--- start ---
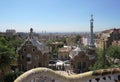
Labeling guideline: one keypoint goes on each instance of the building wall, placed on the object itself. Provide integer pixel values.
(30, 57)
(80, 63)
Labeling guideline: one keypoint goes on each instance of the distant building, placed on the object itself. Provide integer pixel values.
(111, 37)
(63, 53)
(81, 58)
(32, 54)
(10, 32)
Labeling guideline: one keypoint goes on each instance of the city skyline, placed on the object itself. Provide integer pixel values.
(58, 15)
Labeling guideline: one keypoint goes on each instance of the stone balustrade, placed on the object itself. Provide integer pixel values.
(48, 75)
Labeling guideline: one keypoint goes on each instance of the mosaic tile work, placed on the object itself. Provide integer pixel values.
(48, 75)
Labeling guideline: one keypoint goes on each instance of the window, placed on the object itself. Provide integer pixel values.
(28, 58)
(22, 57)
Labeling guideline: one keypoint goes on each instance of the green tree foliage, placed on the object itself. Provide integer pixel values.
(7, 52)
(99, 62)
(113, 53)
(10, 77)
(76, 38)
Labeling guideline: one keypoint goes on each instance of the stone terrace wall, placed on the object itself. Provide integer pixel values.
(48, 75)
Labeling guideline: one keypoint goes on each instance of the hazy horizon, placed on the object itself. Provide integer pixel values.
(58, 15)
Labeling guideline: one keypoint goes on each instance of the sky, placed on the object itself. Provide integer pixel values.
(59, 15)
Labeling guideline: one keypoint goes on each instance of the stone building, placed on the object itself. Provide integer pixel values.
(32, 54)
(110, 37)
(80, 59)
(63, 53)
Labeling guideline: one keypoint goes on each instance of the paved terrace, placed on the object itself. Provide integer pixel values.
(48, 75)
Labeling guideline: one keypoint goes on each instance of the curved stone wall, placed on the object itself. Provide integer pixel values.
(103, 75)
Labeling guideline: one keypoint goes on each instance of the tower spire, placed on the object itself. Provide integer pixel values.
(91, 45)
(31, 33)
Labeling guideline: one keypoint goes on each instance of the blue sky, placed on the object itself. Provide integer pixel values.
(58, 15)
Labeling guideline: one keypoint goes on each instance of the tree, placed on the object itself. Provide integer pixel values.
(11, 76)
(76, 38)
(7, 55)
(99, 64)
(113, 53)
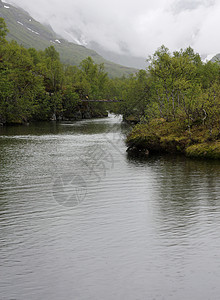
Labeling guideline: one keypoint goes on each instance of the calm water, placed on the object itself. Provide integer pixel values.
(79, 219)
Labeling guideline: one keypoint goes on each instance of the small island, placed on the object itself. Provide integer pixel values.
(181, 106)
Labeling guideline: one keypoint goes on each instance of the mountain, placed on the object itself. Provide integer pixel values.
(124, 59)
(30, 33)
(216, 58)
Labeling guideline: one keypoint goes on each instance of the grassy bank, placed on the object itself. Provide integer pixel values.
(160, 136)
--- end ---
What the exercise asks
Please reproduce all of the data above word for word, leaving the pictures out of your copy.

Exercise answer
Labeling guideline: one keypoint goes on each instance of the building wall, placed on the object itself. Provide integer pixel values.
(30, 57)
(80, 63)
Labeling guideline: one keypoint goes on each instance of the distant building, placed on the object itself. Provide integer pixel values.
(111, 37)
(63, 53)
(81, 58)
(32, 54)
(10, 32)
Labeling guideline: one keypoint goes on each instance of the city skyline, placed on the object itself. Provide integer pixel values.
(58, 15)
Labeling guideline: one keypoint goes on each instance of the stone balustrade, placed on the object itself. Provide integer pixel values.
(48, 75)
Labeling guideline: one keypoint goes on each instance of the mosaic tile work, placed on the object itself. Provide integer pixel values.
(48, 75)
Labeling guideline: one keypoint goes on each instance of the window, placed on the object itself. Provide integer pixel values.
(28, 58)
(22, 57)
Labeling guideline: one keypoint goes on each instance of the green tree foliage, placed on the object itself. Provide integer pixel values.
(7, 52)
(99, 62)
(113, 53)
(10, 77)
(76, 38)
Labeling guideline: one keypoint goes on each instance of the stone terrace wall, placed on the object itself. Provide integer pixel values.
(48, 75)
Labeling guideline: one keypoint goes on each instance of the hazy horizon, placed on the object itself. Provide integer pixel values.
(58, 15)
Labeling guideline: one keypoint goes on each instance of the sky, placed on the object itself. Provide integer pixel values.
(59, 15)
Labeling guideline: one keypoint goes on each instance of the stone building, placed on the object itself. Provide integer pixel values.
(32, 54)
(110, 37)
(80, 59)
(63, 53)
Labeling guideline: one keypoint goes on each instance of the paved terrace, placed on the object itself. Provide integer pixel values.
(48, 75)
Labeling guideline: one keypoint goes on each instance of the curved stone wall, placed on the object itself. Provide integer pixel values.
(103, 75)
Labeling guideline: one keypoint goes on each instance of the tower spire, placed on the object itself. Provide integer pixel values.
(91, 45)
(31, 33)
Labeling guideline: one keypoint goes on each instance of the blue sky, placed on the object itself. Provide integer pixel values.
(58, 15)
Labeling guideline: one keypoint goes on each instance of the tree, placed on the object itself. Provide integer pixel values.
(11, 76)
(76, 38)
(7, 55)
(99, 64)
(113, 53)
Labeling guideline: one keypoint goes on each instance of the calm water, placed on the object itself. Provide integer pixel values.
(79, 219)
Labeling guideline: one keypoint goes on each instance of the small island, placed on the object itself. Provide integer pixel values.
(181, 106)
Labeling guideline: one keypoint goes on each instance of the mountain, placed on the object itself. Provide integer pixel values.
(124, 59)
(30, 33)
(216, 58)
Labeling guideline: one keypoint goes on each instance of the grassy bank, placed on the object itself. Provide integer pixel values.
(160, 136)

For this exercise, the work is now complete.